### What to do
1. Reproduce word for word a portion of the editorial on Jammu and Kashmir's statehood below, beginning at "Editorial 1: Altering status" and stopping after "exact time period.".
2. According to the editorial on Jammu and Kashmir's statehood below, why is it difficult to account for any further delay in holding elections? Answer in one to three sentences.

Editorial 1: Altering status quo


  • Restoring popular rule in J&K and its statehood ought to be a priority


  • Four years after the State’s status was downgraded to that of a Union Territory, all that the Union government can say about it now is that the status as a Union Territory is temporary and that it is taking steps towards making J&K a complete State.
  • When queried by the Supreme Court Bench, which is hearing the challenge to the abrogation of J&K’s special status under Article 370 of the Constitution, about a timeline for the return of Statehood, the Solicitor-General said he was unable to give an exact time period.
  • It is true that the State had faced disturbances for decades, but whether it can still be cited as the reason for the delay in restoration of statehood is a relevant question to raise.
  • Alongside the President’s declaration of Article 370 as inoperative and the application of the whole of the Constitution to J&K, the State was reorganised into two Union Territories — Jammu and Kashmir, with a Legislative Assembly, and Ladakh, without an Assembly.
  • The Centre favours holding of panchayat and municipal elections as well as polls to the Assembly.
  • The Election Commission of India and the State’s Election Commission will have to take a call soon, as even the work of updating the electoral rolls is said to be nearing completion.


  • Given the government’s claim that the situation is quite normal and that terrorism, infiltration and incidents of stone-throwing have all substantially come down, it is difficult to account for any further delay in the holding of elections.

### Data section
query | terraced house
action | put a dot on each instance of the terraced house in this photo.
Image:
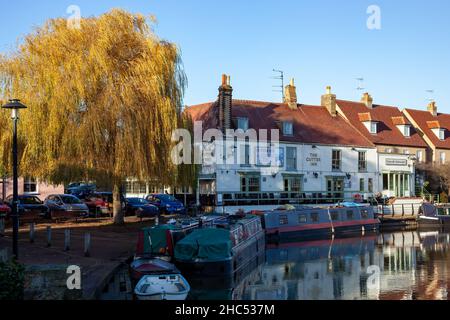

### Answers provided
1.
Editorial 1: Altering status quo


  • Restoring popular rule in J&K and its statehood ought to be a priority


  • Four years after the State’s status was downgraded to that of a Union Territory, all that the Union government can say about it now is that the status as a Union Territory is temporary and that it is taking steps towards making J&K a complete State.
  • When queried by the Supreme Court Bench, which is hearing the challenge to the abrogation of J&K’s special status under Article 370 of the Constitution, about a timeline for the return of Statehood, the Solicitor-General said he was unable to give an exact time period.

2. The government itself claims that the situation is quite normal. It also says that terrorism, infiltration and incidents of stone-throwing have all substantially come down, so a further delay in holding elections is hard to justify.